List every line in the items below that contains the word "winter".

Listed records start

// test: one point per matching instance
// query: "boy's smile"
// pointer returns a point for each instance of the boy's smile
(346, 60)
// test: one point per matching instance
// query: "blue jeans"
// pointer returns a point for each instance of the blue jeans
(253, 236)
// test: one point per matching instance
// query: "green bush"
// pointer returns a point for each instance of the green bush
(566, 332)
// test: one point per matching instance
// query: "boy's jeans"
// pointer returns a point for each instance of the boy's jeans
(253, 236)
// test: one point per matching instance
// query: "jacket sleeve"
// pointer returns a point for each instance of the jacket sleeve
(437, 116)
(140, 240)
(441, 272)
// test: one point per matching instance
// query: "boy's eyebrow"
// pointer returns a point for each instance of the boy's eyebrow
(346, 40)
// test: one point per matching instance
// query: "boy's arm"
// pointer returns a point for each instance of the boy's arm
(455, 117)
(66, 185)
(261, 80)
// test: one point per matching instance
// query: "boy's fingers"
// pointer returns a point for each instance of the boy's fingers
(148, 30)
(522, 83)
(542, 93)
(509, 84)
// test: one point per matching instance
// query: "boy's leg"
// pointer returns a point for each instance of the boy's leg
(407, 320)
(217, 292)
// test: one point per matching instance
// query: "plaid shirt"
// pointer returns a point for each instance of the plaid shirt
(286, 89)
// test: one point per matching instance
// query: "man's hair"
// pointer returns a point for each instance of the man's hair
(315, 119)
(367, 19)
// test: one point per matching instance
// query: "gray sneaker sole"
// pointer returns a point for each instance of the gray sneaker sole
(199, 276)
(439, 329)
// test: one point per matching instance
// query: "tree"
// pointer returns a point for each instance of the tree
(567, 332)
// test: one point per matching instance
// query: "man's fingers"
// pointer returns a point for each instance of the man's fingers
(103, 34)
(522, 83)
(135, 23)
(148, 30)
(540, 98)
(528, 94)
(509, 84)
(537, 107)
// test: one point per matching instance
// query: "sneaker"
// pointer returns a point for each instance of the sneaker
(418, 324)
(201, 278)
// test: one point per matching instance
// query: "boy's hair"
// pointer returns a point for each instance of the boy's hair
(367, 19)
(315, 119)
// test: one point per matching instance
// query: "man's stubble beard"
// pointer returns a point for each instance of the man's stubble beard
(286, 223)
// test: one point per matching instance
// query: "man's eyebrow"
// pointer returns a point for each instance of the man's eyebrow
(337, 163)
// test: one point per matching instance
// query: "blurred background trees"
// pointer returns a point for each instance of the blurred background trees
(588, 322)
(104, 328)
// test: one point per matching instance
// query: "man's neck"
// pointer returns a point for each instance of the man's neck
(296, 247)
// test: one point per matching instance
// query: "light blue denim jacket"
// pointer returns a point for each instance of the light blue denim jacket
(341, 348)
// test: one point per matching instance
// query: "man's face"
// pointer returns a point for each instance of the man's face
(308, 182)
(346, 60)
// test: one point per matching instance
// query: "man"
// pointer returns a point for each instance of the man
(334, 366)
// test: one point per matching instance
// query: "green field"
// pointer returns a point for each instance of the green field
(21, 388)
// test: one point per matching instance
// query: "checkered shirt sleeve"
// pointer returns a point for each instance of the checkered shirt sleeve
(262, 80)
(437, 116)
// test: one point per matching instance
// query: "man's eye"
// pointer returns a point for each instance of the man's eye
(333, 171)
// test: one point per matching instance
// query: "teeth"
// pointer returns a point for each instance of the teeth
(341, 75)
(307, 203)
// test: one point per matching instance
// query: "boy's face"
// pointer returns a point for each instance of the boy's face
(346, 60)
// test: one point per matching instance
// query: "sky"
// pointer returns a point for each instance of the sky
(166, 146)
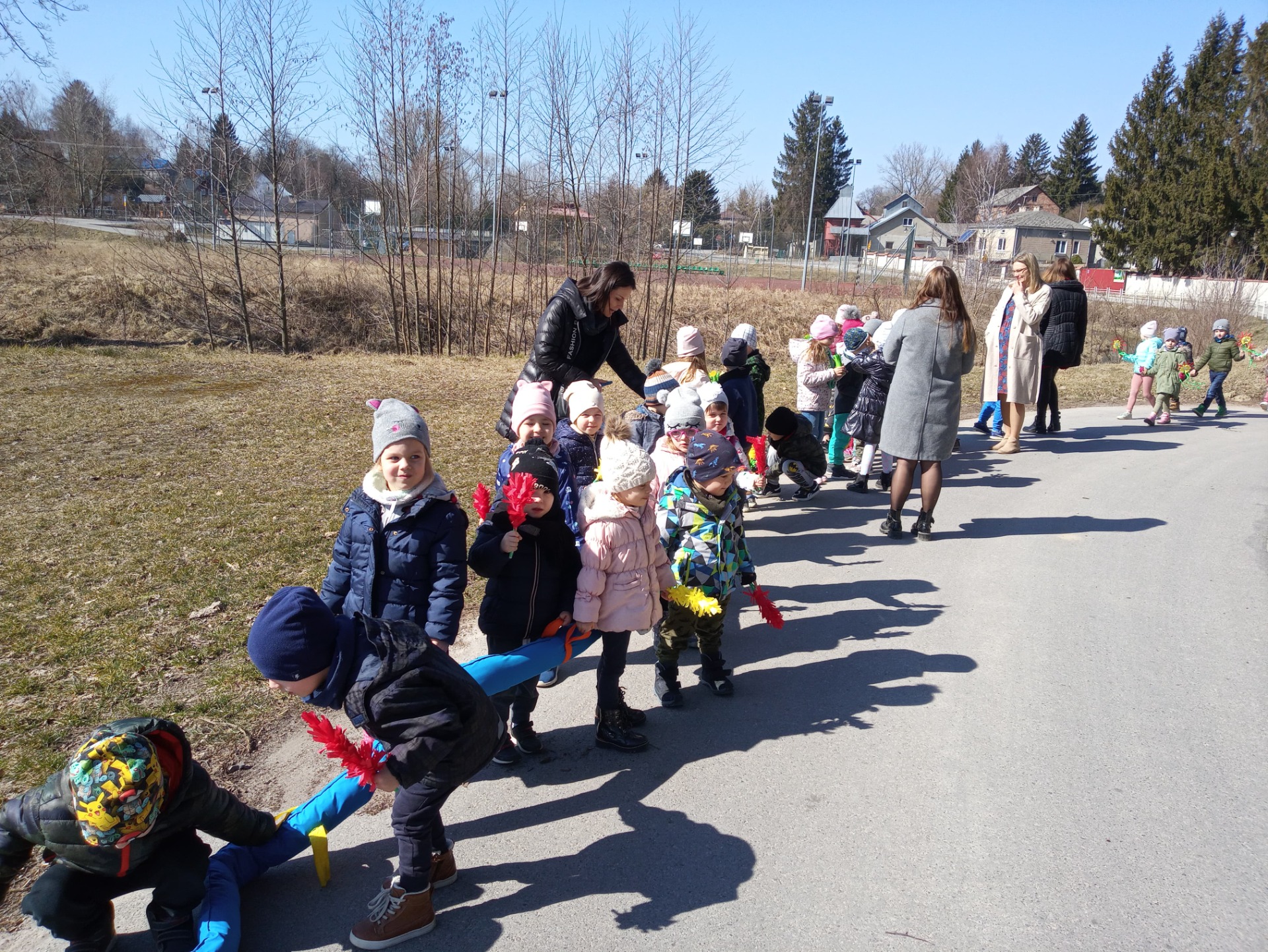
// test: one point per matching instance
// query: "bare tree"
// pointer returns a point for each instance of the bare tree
(916, 169)
(279, 65)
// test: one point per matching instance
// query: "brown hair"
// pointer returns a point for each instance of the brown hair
(1034, 279)
(941, 285)
(1061, 270)
(596, 287)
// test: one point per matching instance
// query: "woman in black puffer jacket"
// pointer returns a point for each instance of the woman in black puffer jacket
(577, 333)
(1064, 329)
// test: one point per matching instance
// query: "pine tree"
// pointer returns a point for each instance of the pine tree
(1139, 222)
(1254, 145)
(1210, 102)
(1074, 173)
(795, 166)
(700, 202)
(1032, 162)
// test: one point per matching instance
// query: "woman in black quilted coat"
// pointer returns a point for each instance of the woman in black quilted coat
(577, 333)
(1064, 329)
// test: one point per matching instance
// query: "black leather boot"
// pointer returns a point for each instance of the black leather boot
(667, 686)
(613, 733)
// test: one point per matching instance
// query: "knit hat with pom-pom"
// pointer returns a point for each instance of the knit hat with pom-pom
(625, 464)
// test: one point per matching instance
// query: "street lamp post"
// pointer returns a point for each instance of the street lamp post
(824, 102)
(211, 160)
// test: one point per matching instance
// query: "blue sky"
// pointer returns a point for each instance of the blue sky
(941, 74)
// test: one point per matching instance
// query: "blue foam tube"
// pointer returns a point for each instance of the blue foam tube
(220, 926)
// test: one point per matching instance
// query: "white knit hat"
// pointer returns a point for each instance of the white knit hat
(712, 393)
(747, 333)
(690, 341)
(582, 396)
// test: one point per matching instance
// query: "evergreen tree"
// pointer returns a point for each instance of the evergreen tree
(1074, 173)
(948, 207)
(700, 198)
(795, 168)
(1032, 162)
(1139, 223)
(1210, 102)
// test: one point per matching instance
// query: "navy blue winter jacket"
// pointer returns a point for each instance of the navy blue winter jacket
(582, 450)
(412, 570)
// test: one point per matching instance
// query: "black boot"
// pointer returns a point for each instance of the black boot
(667, 686)
(713, 675)
(893, 525)
(172, 932)
(613, 733)
(634, 718)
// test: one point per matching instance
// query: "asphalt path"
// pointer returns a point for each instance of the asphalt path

Listed records end

**Worked answer**
// query: "navy blue winter jacket"
// pointer returns a point for each instance of the navy blue winter jacket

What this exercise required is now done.